TASK BRIEF:
Leave the pictures out and write out exactly the lines from the top of the entries through the line containing "of the pink".
(INPUT begins)
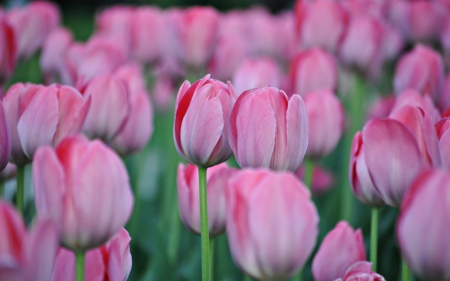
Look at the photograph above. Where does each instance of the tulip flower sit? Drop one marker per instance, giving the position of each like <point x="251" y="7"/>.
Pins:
<point x="340" y="248"/>
<point x="26" y="256"/>
<point x="109" y="262"/>
<point x="313" y="70"/>
<point x="263" y="207"/>
<point x="256" y="73"/>
<point x="70" y="180"/>
<point x="200" y="129"/>
<point x="326" y="116"/>
<point x="189" y="201"/>
<point x="422" y="226"/>
<point x="421" y="69"/>
<point x="267" y="129"/>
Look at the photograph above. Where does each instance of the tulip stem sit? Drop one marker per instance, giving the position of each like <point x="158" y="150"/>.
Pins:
<point x="406" y="273"/>
<point x="374" y="238"/>
<point x="20" y="188"/>
<point x="204" y="224"/>
<point x="79" y="264"/>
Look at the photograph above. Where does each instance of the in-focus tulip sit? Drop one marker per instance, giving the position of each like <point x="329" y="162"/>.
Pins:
<point x="326" y="116"/>
<point x="267" y="129"/>
<point x="189" y="198"/>
<point x="256" y="73"/>
<point x="341" y="248"/>
<point x="421" y="69"/>
<point x="422" y="226"/>
<point x="202" y="115"/>
<point x="41" y="115"/>
<point x="313" y="70"/>
<point x="69" y="182"/>
<point x="263" y="207"/>
<point x="26" y="256"/>
<point x="109" y="262"/>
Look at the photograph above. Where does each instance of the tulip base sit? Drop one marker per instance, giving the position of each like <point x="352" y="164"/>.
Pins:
<point x="79" y="265"/>
<point x="204" y="224"/>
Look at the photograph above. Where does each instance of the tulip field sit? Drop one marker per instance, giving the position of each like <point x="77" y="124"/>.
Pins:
<point x="191" y="143"/>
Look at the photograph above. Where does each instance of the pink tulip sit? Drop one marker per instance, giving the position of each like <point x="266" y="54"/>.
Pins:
<point x="196" y="34"/>
<point x="32" y="24"/>
<point x="341" y="248"/>
<point x="41" y="115"/>
<point x="188" y="197"/>
<point x="263" y="206"/>
<point x="68" y="183"/>
<point x="109" y="262"/>
<point x="361" y="271"/>
<point x="421" y="69"/>
<point x="313" y="70"/>
<point x="200" y="129"/>
<point x="256" y="73"/>
<point x="326" y="116"/>
<point x="321" y="24"/>
<point x="422" y="226"/>
<point x="267" y="129"/>
<point x="25" y="256"/>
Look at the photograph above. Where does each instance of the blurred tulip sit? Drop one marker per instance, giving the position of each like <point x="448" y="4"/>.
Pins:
<point x="110" y="106"/>
<point x="267" y="129"/>
<point x="109" y="262"/>
<point x="421" y="238"/>
<point x="41" y="115"/>
<point x="196" y="34"/>
<point x="361" y="271"/>
<point x="326" y="116"/>
<point x="202" y="113"/>
<point x="313" y="70"/>
<point x="421" y="69"/>
<point x="32" y="24"/>
<point x="321" y="24"/>
<point x="340" y="248"/>
<point x="189" y="198"/>
<point x="68" y="183"/>
<point x="26" y="256"/>
<point x="263" y="206"/>
<point x="256" y="73"/>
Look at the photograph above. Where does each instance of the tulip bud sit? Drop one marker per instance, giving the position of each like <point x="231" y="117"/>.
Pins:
<point x="313" y="70"/>
<point x="422" y="225"/>
<point x="189" y="198"/>
<point x="70" y="180"/>
<point x="341" y="248"/>
<point x="326" y="116"/>
<point x="202" y="113"/>
<point x="262" y="207"/>
<point x="267" y="129"/>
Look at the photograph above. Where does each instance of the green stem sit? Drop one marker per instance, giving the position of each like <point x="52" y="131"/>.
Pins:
<point x="79" y="263"/>
<point x="374" y="238"/>
<point x="406" y="273"/>
<point x="20" y="177"/>
<point x="204" y="223"/>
(INPUT ends)
OUTPUT FOR THIS EXERCISE:
Look at the photograph above. Where does each instance of the tulip flower sit? Drop one marker per instance, giving the position of each like <point x="251" y="7"/>.
Pins:
<point x="340" y="248"/>
<point x="26" y="256"/>
<point x="109" y="262"/>
<point x="313" y="70"/>
<point x="263" y="207"/>
<point x="256" y="73"/>
<point x="70" y="180"/>
<point x="200" y="129"/>
<point x="326" y="116"/>
<point x="189" y="201"/>
<point x="422" y="226"/>
<point x="421" y="69"/>
<point x="267" y="129"/>
Look at the photograph above. Where does each instance of the tulip stem sit? Drop one marker per instance, giving the position of each like <point x="158" y="150"/>.
Pins:
<point x="406" y="273"/>
<point x="374" y="238"/>
<point x="20" y="188"/>
<point x="204" y="224"/>
<point x="79" y="264"/>
Look at the photograph above. Where does each instance of the in-focus tulip sit? Drop one marker per instance, giving the position of each like <point x="329" y="162"/>.
Pins:
<point x="326" y="116"/>
<point x="267" y="129"/>
<point x="189" y="198"/>
<point x="256" y="73"/>
<point x="341" y="248"/>
<point x="421" y="69"/>
<point x="422" y="226"/>
<point x="202" y="115"/>
<point x="41" y="115"/>
<point x="313" y="70"/>
<point x="69" y="182"/>
<point x="263" y="207"/>
<point x="26" y="256"/>
<point x="109" y="262"/>
Look at the photograph above. Where does each instance of the tulip base sit? Drop one marker per instance, giving the position of each like <point x="352" y="164"/>.
Pins:
<point x="79" y="265"/>
<point x="204" y="224"/>
Look at the photograph above. Where does each instance of the tulip field sit? Drop one marker per instance, giving the position of each like <point x="77" y="124"/>.
Pins:
<point x="191" y="143"/>
Look at the photograph above. Where does each instance of the pink tulip sit? Drop one marker per instance, giving the position of each like <point x="266" y="54"/>.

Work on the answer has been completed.